掲載本文
****************

2010年08月/第83回 マーラーの演奏史

今年はマーラー生誕150年のアニヴァーサリー。さらに来年は没後100年にあたり、記念年が2年続くことになる。
 生前のマーラーは作曲家としてよりも、指揮者としての名声の方が高かった。残念ながらその指揮ぶりをディスクにとどめることはなかったが、しかしピアノ・ロール用に自作をいくつか演奏している。緩急の変化の幅が大きく、一つのフレーズの中で俊敏軽快につけられることに特徴がある。
 このスタイルは、弟子のワルターや友人のメンゲルベルクなどに受け継がれ、戦前のSP録音などに記録されることになった。また、同じ弟子でもクレンペラーの場合はその後の新ウィーン楽派などの作曲様式、新即物主義と呼ばれる演奏法をとりいれ、厳しさと激しさを共存させるスタイルで名演を残した。
 1960年代になるとステレオ録音が普及し、マーラーへの関心もさらに高まってくる。バーンスタインやバルビローリによる、共感度の高い熱い演奏がこの時代を代表する。さらに70年代には、クーベリック、ショルティ、カラヤン、アバドなどのさまざまなスタイルが録音で残されるようになる。

****************

課題用データ
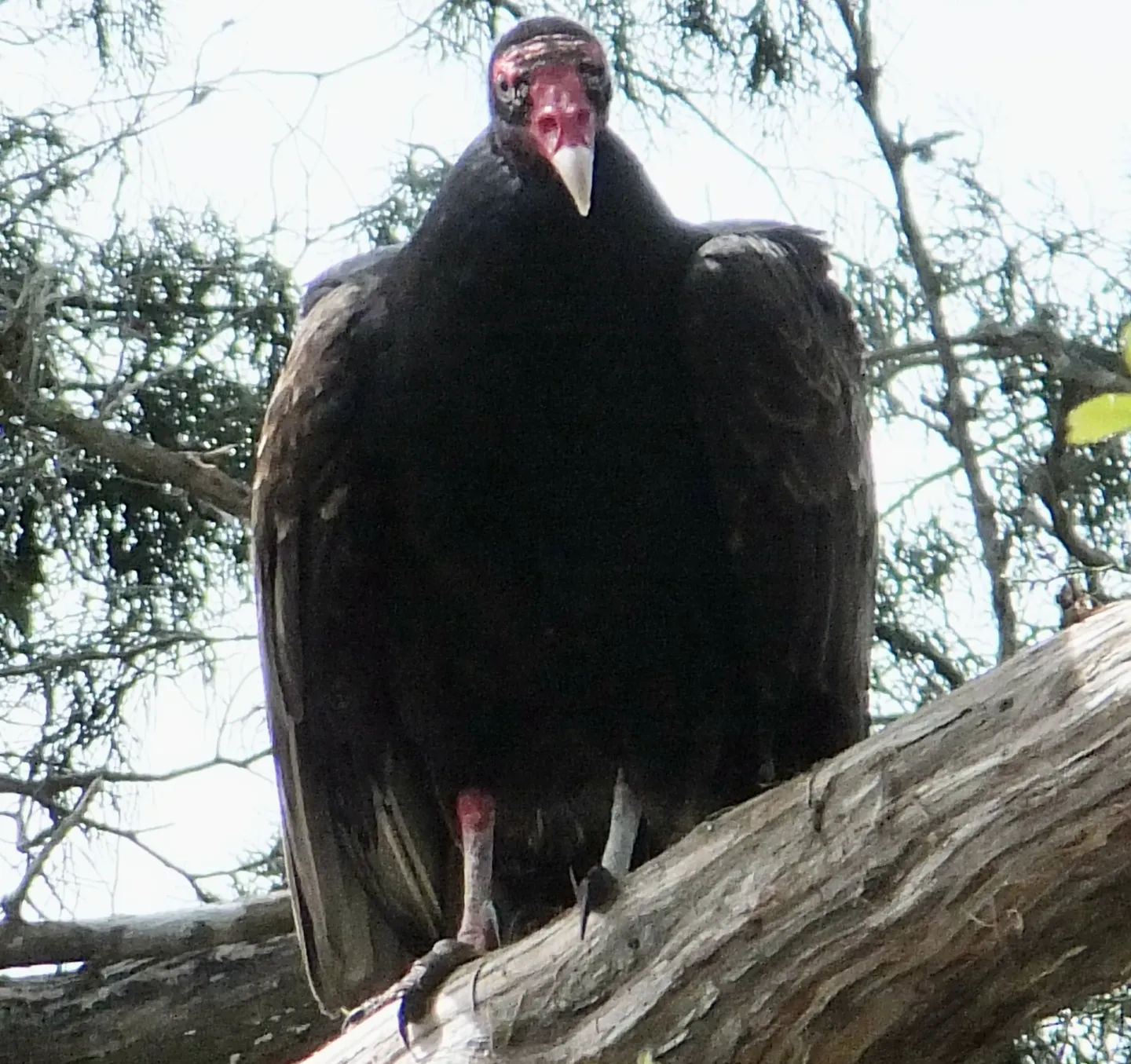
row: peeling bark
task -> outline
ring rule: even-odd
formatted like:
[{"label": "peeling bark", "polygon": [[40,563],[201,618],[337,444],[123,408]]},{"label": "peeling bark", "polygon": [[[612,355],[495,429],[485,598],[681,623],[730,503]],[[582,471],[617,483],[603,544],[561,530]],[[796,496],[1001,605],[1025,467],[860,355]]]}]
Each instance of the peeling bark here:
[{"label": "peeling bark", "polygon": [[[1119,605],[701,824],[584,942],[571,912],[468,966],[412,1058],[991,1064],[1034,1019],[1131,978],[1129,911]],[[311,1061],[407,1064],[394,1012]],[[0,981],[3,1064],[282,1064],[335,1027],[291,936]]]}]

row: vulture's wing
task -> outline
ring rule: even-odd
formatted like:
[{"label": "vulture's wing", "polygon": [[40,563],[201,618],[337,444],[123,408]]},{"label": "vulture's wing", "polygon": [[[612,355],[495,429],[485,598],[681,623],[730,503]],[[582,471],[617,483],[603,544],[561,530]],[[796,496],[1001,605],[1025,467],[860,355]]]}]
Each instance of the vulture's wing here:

****************

取り組む課題
• a. マーラーの演奏史を扱った掲載本文で、1960年代を代表する演奏として挙げられているのは誰による演奏ですか。
• b. 課題用データにあるすべてのレコードの行を、空行を除いた番号付きリストとして書き出してください。画像は答えに含めないでください。

結果一覧
• a. バーンスタインやバルビローリによる、共感度の高い熱い演奏です。

• b.
1. row: peeling bark
2. task -> outline
3. ring rule: even-odd
4. formatted like:
5. [{"label": "peeling bark", "polygon": [[40,563],[201,618],[337,444],[123,408]]},{"label": "peeling bark", "polygon": [[[612,355],[495,429],[485,598],[681,623],[730,503]],[[582,471],[617,483],[603,544],[561,530]],[[796,496],[1001,605],[1025,467],[860,355]]]}]
6. Each instance of the peeling bark here:
7. [{"label": "peeling bark", "polygon": [[[1119,605],[701,824],[584,942],[571,912],[468,966],[412,1058],[991,1064],[1034,1019],[1131,978],[1129,911]],[[311,1061],[407,1064],[394,1012]],[[0,981],[3,1064],[282,1064],[335,1027],[291,936]]]}]
8. row: vulture's wing
9. task -> outline
10. ring rule: even-odd
11. formatted like:
12. [{"label": "vulture's wing", "polygon": [[40,563],[201,618],[337,444],[123,408]]},{"label": "vulture's wing", "polygon": [[[612,355],[495,429],[485,598],[681,623],[730,503]],[[582,471],[617,483],[603,544],[561,530]],[[796,496],[1001,605],[1025,467],[860,355]]]}]
13. Each instance of the vulture's wing here:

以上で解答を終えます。